→ WHAT TO DO
Return the listing below in full, with every line exactly as it is.

★ ★ ★ ★ ★

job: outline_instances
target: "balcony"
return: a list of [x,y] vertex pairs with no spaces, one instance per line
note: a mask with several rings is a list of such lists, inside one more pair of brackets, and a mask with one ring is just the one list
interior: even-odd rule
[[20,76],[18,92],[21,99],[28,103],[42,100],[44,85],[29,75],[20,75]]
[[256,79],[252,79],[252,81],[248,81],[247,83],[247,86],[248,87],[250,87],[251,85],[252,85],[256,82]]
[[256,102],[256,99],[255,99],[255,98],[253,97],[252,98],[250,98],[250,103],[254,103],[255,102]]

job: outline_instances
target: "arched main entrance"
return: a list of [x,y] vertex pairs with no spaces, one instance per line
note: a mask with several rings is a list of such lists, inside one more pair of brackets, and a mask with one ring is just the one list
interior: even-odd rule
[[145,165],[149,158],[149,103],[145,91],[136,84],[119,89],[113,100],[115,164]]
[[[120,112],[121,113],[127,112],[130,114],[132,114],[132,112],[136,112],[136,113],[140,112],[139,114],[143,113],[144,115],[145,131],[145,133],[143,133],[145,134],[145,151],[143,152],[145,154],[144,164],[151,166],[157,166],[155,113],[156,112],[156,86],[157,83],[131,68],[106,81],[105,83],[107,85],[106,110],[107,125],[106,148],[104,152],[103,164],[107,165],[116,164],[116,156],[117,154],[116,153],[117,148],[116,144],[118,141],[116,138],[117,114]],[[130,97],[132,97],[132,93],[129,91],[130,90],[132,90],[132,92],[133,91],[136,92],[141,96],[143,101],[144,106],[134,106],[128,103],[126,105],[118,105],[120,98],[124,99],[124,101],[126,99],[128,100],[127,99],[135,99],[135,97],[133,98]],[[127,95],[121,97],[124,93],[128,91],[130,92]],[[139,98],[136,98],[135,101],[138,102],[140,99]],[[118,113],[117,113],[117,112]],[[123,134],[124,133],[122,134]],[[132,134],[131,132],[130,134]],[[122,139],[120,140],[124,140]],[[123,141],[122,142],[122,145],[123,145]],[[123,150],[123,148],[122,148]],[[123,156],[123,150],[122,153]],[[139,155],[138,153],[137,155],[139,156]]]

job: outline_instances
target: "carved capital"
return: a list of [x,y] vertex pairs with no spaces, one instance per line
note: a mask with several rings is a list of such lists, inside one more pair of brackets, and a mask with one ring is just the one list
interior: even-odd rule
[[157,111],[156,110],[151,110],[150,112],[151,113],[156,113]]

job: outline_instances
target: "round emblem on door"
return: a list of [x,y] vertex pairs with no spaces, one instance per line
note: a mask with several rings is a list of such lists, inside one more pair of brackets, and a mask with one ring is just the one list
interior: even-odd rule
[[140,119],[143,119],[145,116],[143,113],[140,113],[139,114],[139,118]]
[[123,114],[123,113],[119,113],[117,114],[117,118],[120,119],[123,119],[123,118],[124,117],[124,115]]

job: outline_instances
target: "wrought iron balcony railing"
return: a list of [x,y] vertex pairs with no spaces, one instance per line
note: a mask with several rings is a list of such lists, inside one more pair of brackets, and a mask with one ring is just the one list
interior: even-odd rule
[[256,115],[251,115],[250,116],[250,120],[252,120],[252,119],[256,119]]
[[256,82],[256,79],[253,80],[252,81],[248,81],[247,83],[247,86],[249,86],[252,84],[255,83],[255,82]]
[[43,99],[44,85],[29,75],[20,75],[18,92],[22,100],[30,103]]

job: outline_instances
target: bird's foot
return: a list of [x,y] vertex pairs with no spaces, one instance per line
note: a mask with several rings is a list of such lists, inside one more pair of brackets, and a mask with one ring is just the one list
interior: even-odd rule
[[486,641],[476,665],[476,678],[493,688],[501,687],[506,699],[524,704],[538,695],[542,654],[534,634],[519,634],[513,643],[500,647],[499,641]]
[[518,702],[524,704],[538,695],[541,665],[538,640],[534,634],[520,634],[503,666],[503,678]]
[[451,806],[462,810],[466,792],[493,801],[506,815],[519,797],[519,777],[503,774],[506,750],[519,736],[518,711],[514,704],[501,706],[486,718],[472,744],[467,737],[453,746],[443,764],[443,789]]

★ ★ ★ ★ ★

→ RIGHT ANSWER
job: outline_instances
target: "balcony"
return: a list of [x,y] vertex pairs with no spaces, one instance per line
note: a mask with several rings is a list of such lists, inside one more pair of brackets, and a mask with one ring is just the one list
interior: even-odd rule
[[20,76],[18,92],[21,99],[28,103],[42,100],[44,85],[29,75],[20,75]]
[[256,79],[252,79],[252,81],[248,81],[247,83],[247,86],[248,87],[250,87],[251,85],[252,85],[256,82]]
[[256,102],[256,99],[255,99],[255,98],[253,97],[252,98],[250,98],[250,103],[254,103],[255,102]]

job: outline_instances
target: "arched main entrance"
return: a list of [x,y] vertex pairs with no spaces, one instance per line
note: a mask with several rings is a list of such lists, inside one more pair of brackets, and a mask with one ring is just the one list
interior: even-odd rule
[[145,165],[149,158],[149,103],[145,91],[136,84],[119,89],[113,100],[115,164]]
[[[120,112],[121,113],[127,112],[130,114],[132,114],[132,112],[136,112],[136,113],[140,112],[139,114],[143,113],[144,115],[145,131],[145,133],[143,133],[145,134],[145,151],[143,152],[145,154],[144,164],[151,166],[157,166],[155,113],[156,112],[156,86],[157,83],[131,68],[106,81],[105,83],[107,85],[106,110],[107,125],[106,148],[104,152],[103,164],[107,165],[116,164],[116,156],[117,154],[116,153],[117,148],[116,144],[118,141],[116,138],[117,114]],[[130,97],[132,97],[132,93],[129,91],[130,90],[132,90],[132,92],[133,91],[136,92],[141,96],[143,101],[144,106],[134,106],[128,103],[126,105],[118,105],[120,98],[124,99],[124,101],[126,99],[128,100],[127,99],[135,99],[135,97],[133,98]],[[127,95],[121,97],[124,93],[128,91],[130,92]],[[139,98],[136,98],[135,101],[138,102],[140,99]],[[118,113],[117,113],[117,112]],[[123,134],[124,133],[122,134]],[[132,134],[131,132],[130,134]],[[122,139],[120,140],[124,140]],[[123,141],[122,142],[122,145],[123,145]],[[123,150],[123,148],[122,148]],[[123,156],[123,150],[122,153]],[[139,155],[138,153],[137,155],[139,156]]]

job: outline_instances
target: "carved capital"
return: a list of [x,y] vertex pairs with no spaces, one instance per line
note: a mask with several rings is a list of such lists, inside one more pair of brackets, and a mask with one ring is just the one list
interior: even-odd rule
[[157,111],[156,110],[151,110],[150,112],[151,113],[156,113]]

job: outline_instances
target: "round emblem on door"
return: a list of [x,y] vertex pairs with no spaces, one instance per line
note: a mask with several rings is a list of such lists, inside one more pair of brackets, and a mask with one ring is just the one list
interior: even-odd rule
[[140,119],[143,119],[145,116],[143,113],[140,113],[139,114],[139,118]]
[[123,114],[123,113],[119,113],[117,114],[117,118],[120,119],[123,119],[123,118],[124,117],[124,115]]

job: outline_instances
target: "wrought iron balcony railing"
return: a list of [x,y] vertex pairs with no spaces, one instance per line
note: a mask with several rings is a list of such lists, inside one more pair of brackets, and a mask with one ring is just the one list
interior: even-odd rule
[[256,115],[251,115],[250,116],[250,120],[252,120],[252,119],[256,119]]
[[256,82],[256,79],[253,80],[252,81],[248,81],[247,83],[247,86],[249,86],[252,84],[255,83],[255,82]]
[[43,99],[44,85],[29,75],[20,75],[18,92],[22,100],[30,103]]

job: outline_instances
target: bird's foot
return: a list of [x,y] vertex pairs with no spaces, one instance per line
note: a mask with several rings is a list of such lists, inside one more pair of brackets, and a mask with one ring is just the one list
interior: even-odd rule
[[486,641],[476,665],[476,678],[493,688],[501,687],[506,699],[524,704],[538,695],[542,654],[534,634],[519,634],[513,643],[500,647],[499,641]]
[[518,702],[524,704],[538,695],[541,665],[538,640],[534,634],[520,634],[503,666],[503,678]]
[[451,806],[462,810],[466,792],[493,801],[506,815],[519,797],[519,777],[503,774],[506,750],[519,736],[518,711],[514,704],[501,706],[486,718],[472,744],[467,737],[453,746],[443,764],[443,789]]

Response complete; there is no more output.